Natural language region descriptions:
☆ ☆ ☆ ☆ ☆
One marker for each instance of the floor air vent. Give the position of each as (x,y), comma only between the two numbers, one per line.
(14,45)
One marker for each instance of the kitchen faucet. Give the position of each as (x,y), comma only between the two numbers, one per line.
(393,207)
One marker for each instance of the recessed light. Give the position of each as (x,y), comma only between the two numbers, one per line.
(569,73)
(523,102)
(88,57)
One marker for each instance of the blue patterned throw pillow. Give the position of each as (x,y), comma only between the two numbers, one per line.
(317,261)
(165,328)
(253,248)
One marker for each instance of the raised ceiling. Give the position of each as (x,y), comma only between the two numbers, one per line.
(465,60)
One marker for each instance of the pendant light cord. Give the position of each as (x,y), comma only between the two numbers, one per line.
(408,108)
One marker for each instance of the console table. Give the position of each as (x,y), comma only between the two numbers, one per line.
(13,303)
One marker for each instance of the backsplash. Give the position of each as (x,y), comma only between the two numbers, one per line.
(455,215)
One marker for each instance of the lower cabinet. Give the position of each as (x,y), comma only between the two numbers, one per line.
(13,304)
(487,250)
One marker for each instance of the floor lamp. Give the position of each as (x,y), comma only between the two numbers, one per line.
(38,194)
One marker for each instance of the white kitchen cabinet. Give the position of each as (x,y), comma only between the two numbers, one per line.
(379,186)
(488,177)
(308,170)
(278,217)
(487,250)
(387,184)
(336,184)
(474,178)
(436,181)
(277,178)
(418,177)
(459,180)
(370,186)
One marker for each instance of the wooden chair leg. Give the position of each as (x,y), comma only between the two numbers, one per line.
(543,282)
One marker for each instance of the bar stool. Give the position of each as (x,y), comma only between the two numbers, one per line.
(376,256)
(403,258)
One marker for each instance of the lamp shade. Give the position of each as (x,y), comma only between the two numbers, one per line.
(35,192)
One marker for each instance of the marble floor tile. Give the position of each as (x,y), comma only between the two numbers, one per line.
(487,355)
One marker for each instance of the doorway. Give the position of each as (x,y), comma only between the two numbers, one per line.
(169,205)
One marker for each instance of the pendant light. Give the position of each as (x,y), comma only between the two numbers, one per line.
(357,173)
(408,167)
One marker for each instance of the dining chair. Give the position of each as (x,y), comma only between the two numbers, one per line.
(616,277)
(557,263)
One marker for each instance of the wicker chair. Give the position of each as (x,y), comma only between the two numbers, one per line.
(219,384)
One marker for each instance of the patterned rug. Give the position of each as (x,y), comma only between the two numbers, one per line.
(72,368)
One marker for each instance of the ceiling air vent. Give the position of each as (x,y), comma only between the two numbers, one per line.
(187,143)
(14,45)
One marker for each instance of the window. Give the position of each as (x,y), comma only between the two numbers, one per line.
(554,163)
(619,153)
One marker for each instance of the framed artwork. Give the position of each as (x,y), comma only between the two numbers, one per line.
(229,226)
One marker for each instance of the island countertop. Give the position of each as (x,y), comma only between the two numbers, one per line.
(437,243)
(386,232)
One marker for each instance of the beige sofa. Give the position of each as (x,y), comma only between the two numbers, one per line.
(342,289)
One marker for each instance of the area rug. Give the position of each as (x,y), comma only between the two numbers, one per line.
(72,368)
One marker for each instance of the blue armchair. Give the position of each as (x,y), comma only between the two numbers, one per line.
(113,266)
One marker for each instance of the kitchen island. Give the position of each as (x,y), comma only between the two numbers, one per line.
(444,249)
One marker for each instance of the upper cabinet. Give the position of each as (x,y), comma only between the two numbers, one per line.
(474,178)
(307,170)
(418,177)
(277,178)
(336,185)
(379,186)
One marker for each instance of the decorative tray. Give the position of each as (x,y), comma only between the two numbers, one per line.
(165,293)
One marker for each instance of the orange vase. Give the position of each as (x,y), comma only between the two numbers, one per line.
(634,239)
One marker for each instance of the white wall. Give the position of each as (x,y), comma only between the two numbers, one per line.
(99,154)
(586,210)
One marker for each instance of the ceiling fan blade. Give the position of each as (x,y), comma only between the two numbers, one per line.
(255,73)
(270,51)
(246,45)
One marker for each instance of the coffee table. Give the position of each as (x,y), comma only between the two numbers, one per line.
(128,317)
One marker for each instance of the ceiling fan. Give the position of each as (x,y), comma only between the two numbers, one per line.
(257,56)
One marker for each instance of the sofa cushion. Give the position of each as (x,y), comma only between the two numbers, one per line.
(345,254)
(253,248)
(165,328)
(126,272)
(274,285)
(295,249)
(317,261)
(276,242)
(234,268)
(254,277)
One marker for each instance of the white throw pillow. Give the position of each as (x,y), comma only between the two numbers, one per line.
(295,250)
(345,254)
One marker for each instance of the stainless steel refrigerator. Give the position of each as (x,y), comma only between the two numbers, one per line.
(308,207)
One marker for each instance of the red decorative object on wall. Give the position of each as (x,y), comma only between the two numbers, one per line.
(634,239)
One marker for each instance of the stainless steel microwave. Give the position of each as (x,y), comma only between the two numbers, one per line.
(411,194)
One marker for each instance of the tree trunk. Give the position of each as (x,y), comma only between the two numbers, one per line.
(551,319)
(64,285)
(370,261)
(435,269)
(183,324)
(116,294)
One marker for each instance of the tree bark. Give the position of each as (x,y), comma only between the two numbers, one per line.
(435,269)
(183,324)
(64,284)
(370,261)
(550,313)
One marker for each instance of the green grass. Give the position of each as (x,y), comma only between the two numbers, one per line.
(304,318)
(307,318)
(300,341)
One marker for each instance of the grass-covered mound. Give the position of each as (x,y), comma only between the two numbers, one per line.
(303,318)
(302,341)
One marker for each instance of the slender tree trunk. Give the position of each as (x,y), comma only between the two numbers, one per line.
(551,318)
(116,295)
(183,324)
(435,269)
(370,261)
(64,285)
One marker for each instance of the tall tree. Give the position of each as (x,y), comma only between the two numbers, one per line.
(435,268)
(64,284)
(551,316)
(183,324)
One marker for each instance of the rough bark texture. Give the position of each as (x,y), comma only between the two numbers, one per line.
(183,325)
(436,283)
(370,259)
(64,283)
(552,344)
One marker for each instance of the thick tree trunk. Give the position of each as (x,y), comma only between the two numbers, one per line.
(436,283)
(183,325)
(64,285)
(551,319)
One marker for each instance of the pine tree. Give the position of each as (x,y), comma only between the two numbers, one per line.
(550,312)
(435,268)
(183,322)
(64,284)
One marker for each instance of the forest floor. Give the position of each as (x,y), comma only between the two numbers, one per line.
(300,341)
☆ ☆ ☆ ☆ ☆
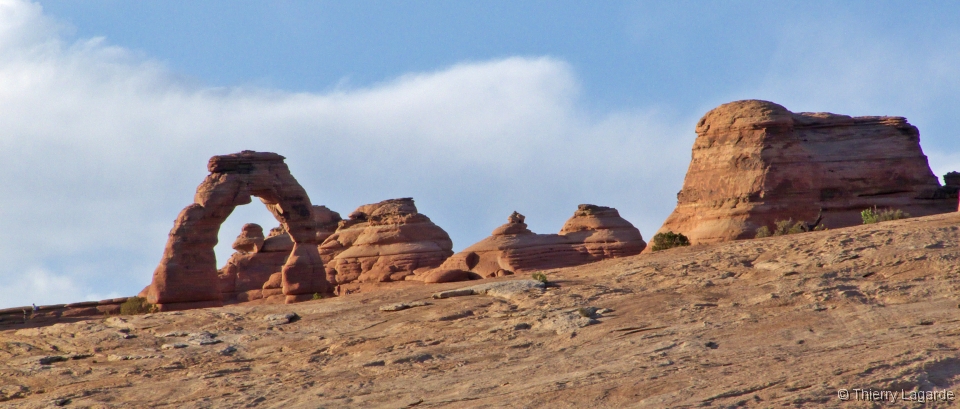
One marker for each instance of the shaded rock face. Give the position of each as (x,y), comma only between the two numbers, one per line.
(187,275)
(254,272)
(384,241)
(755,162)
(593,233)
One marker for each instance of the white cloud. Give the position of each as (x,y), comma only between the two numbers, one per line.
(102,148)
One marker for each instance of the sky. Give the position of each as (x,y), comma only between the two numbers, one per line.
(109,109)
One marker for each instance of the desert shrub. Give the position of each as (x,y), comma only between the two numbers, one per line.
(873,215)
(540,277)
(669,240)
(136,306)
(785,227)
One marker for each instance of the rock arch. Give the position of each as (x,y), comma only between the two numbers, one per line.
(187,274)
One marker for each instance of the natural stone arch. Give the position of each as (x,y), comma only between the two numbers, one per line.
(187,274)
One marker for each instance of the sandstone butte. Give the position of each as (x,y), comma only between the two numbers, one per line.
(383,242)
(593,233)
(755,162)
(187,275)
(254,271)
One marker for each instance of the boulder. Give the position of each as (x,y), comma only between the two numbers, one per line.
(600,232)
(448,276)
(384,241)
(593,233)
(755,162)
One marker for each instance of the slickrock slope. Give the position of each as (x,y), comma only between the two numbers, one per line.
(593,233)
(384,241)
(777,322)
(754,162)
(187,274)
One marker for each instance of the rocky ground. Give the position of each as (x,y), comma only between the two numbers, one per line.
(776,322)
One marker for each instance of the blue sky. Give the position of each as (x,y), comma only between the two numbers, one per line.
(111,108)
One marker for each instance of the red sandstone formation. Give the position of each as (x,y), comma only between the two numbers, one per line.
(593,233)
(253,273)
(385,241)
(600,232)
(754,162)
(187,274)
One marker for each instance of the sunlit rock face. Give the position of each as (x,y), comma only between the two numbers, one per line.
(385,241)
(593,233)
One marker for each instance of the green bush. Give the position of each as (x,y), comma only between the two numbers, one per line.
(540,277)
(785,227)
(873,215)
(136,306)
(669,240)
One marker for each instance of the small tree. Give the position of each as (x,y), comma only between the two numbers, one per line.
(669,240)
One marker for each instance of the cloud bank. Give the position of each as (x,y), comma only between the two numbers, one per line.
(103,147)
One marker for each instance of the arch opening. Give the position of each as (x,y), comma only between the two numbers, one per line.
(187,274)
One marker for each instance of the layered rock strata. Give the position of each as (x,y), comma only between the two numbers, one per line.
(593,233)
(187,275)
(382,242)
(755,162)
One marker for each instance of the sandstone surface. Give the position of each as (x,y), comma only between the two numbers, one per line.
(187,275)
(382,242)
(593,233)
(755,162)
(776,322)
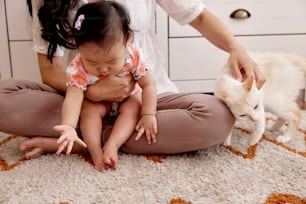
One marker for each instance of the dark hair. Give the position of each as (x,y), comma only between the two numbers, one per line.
☆ ☆ ☆ ☆ ☆
◆ Your assignment:
Among the entries above, take the line with "One marker for each instance of the layered", the line with "One marker for each instance of the dark", and all the lines between them, and restate them word for word without pictures.

◆ Task result:
One marker for each instance of the layered rock strata. Give the position of each as (x,y), comma only between the two numbers, one per line.
(593,233)
(187,275)
(382,242)
(755,162)
One marker for each instance of the sandstone surface. Give the position of each as (x,y), comma only between the two numbers, one per line.
(187,275)
(382,242)
(593,233)
(755,162)
(776,322)
One marker for each instance of the dark hair. Give the position of each as (x,y), comma only between the two numbers, one per line.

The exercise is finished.